Thanks for your good wishes, John.

In one way, I'm sorry I mentioned the poor dogs in my blog article, as their sad plight put a somewhat negative spin on my whole article, which was intended to be an upbeat one. But yet the story needed to be told, people need to be reminded of the callousness out there in some quarters, one cannot stick one's head in the sand and pretend that everything's sweetness and light in the world.

I spoke to Ted about possibly releasing the animals after darkness but he was aghast at this, saying the penalty for doing such a thing - trespassing and stealing - would be significant, much more so than a penalty for cruelty to animals that their owners might face. He said a judge here might not even agree that there was cruelty involved.

In any case, Ted and I are visiting the animals regularly and throwing them some scraps of food. As much as it despresses me every time I see them, the happiness on their faces when they see us more than compensates for this.

#2015-11-12 14:50:07 by paulfox1 @paulfox1

Good post mate - well done! I agree with most of the things on your list, but I must echo Johns words re the dogs. I too have seen the way they are treated here and it's horrible to see but maybe the dogs simply get used to it ?

It's the same as a multitude of other things in China that us westerners wish would 'change', but they're not going to and we are too small in number to make any difference.

It's interesting to note what you said about us foreign teachers though. I work in a middle school so my students are between the ages of 15 and 18, and at least HALF of them just don't want to be in school at all.
Some have extremely terrible English ability and it makes me wonder how the hell they ever got into the International Dept of our school.................Oh.....I just remembered.......Daddy has a deep pocket.....!

Who you know; How much money you have; What you can do for other people; are the 3 most important things in China
You are 100% correct when you say that a wariness of foreigners exists. One Australian teacher in this city has just been deported by the Provincial government. Her 'crime'.......teaching!

--- RECORDED INFORMATION ---
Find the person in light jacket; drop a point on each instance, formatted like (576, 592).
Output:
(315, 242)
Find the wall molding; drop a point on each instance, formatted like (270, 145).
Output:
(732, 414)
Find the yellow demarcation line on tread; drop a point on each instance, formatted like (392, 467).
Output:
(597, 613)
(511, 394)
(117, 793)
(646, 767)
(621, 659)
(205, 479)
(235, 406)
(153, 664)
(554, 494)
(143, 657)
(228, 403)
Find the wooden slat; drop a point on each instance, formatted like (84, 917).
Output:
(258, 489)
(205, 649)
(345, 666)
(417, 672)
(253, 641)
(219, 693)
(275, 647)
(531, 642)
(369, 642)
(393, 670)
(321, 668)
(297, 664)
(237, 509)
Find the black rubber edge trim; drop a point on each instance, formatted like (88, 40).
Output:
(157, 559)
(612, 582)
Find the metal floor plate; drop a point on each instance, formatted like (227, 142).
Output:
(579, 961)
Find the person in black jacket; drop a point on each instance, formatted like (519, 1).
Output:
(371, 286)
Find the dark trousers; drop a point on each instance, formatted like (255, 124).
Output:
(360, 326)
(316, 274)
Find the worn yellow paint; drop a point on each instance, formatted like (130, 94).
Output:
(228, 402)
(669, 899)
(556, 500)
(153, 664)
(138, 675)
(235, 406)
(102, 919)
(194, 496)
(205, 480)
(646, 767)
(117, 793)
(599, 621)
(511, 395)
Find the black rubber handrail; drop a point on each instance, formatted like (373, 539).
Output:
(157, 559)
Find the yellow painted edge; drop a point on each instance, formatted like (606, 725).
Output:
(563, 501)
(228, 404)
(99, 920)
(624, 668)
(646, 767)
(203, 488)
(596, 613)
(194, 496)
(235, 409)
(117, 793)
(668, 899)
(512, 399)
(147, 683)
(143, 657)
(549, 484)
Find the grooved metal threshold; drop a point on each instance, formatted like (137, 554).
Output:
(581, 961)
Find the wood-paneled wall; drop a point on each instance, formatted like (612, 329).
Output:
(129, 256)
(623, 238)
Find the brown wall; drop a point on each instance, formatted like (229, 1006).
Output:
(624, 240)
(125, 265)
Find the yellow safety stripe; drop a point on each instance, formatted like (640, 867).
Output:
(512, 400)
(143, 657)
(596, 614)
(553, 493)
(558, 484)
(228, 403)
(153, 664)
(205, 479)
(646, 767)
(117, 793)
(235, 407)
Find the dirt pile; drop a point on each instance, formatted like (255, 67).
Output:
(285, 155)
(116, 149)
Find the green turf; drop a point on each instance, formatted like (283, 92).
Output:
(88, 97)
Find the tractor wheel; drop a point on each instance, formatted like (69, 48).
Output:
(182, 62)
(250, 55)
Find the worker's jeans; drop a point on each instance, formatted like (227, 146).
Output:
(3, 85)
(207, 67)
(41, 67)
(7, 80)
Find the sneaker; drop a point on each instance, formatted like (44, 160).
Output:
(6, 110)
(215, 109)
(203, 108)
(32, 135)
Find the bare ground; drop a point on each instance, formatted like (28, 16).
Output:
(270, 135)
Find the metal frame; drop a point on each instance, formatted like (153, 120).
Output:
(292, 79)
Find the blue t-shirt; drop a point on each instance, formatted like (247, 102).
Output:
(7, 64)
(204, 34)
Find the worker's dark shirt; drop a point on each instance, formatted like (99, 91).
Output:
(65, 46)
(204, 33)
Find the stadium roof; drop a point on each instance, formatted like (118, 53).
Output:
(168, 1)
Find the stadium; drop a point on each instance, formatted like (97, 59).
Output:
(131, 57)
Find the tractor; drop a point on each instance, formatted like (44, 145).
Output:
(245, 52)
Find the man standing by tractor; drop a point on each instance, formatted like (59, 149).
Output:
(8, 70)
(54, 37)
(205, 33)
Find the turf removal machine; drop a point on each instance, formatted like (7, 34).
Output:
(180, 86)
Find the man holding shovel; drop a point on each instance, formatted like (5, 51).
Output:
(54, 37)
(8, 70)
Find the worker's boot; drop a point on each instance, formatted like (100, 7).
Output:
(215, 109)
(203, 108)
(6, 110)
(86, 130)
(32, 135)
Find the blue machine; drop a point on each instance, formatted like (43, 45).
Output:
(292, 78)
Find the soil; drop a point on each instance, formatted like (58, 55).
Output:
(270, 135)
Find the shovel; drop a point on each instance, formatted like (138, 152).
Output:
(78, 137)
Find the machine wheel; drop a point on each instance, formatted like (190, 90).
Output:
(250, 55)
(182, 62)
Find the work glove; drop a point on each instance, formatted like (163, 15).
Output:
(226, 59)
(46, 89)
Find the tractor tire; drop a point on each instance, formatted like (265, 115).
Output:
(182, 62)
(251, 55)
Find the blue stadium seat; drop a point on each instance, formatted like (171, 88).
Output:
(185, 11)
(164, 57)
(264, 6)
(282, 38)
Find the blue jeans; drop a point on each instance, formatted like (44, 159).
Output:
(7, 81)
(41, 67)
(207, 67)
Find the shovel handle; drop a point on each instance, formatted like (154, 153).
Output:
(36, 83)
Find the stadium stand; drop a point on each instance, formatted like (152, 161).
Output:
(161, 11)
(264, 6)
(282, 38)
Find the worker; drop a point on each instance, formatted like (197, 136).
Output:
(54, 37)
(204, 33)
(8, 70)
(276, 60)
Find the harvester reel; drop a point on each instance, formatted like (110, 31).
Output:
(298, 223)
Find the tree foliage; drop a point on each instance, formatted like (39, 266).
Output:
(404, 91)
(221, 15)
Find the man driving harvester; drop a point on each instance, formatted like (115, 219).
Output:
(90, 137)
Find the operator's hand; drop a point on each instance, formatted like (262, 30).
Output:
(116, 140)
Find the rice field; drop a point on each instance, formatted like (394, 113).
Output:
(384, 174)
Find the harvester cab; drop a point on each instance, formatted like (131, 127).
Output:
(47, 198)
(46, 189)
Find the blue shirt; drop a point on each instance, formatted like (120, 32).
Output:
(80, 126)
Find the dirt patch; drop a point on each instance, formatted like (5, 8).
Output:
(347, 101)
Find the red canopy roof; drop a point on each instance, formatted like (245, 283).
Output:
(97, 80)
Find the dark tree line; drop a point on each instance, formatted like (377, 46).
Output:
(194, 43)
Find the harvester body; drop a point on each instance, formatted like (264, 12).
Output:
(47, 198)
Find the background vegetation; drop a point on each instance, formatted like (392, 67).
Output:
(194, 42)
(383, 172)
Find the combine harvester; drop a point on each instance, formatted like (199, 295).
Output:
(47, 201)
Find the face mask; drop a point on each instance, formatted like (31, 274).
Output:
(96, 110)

--- WHAT TO WORK ON ---
(A) Decide whether each statement agrees with the blog comments about dogs and teaching in China. Answer yes or no for each, and quote the words of the comments that settle it.
(i) Ted supported releasing the animals after dark.
(ii) paulfox1's students are between 15 and 18 years old.
(iii) The Australian teacher was deported by the national government.
(B) Answer each question from the blog comments about dogs and teaching in China.
(i) What do Ted and the writer throw to the animals on their visits?
(ii) What share of paulfox1's students, at least, don't want to be in school at all?
(iii) What does paulfox1 call the 3 most important things in China?
(C) Continue the blog comments about dogs and teaching in China from the point where they stop.
The entries were taken from a different source than the blog comments.

--- TASK RESPONSES ---
(A)
(i) No: "he was aghast at this"
(ii) Yes: "my students are between the ages of 15 and 18"
(iii) No: "deported by the Provincial government"

(B)
(i) Some scraps of food.
(ii) At least half.
(iii) Who you know, how much money you have, and what you can do for other people.

(C)
Despite her being here for several years, married to a Chinese husband etc, the government threw her out because she only has a Marriage Visa and that doesn't entitle you to WORK
She has been teaching here for years and it seems that a 'blind-eye' has been turned in the past, but this time she has been told in no uncertain terms that she is being made an 'example of'
How DARE she come here, marry a Chinese dude and then teach VERY DARE she ? (That's 100% sarcasm by the way lol)

Sometimes the government does things that beggar belief. Poor girl obviously didn't know enough 'people' or have enough money to get herself out of the predicament she was in
It just goes to show......China may be screaming out for foreign teachers, but unless you toe-the-line, you're out !

#2015-11-13 21:01:48 by Barry1 @Barry1


"One Australian teacher in this city has just been deported by the Provincial government. Her 'crime'.......teaching!"

This is a shocking state of affairs for the hapless teacher - not to mention her husband. Paul. It makes one wonder what caused the "blind eye" that had been cast her way to suddenly become one with 20/20 vision!

In other words, I wonder what she had done to apparently annoy the local police, who must've raided the place wherever she'd been teaching. I'm sure there'd be more to this story than meets the eye.

It makes one think who will be next?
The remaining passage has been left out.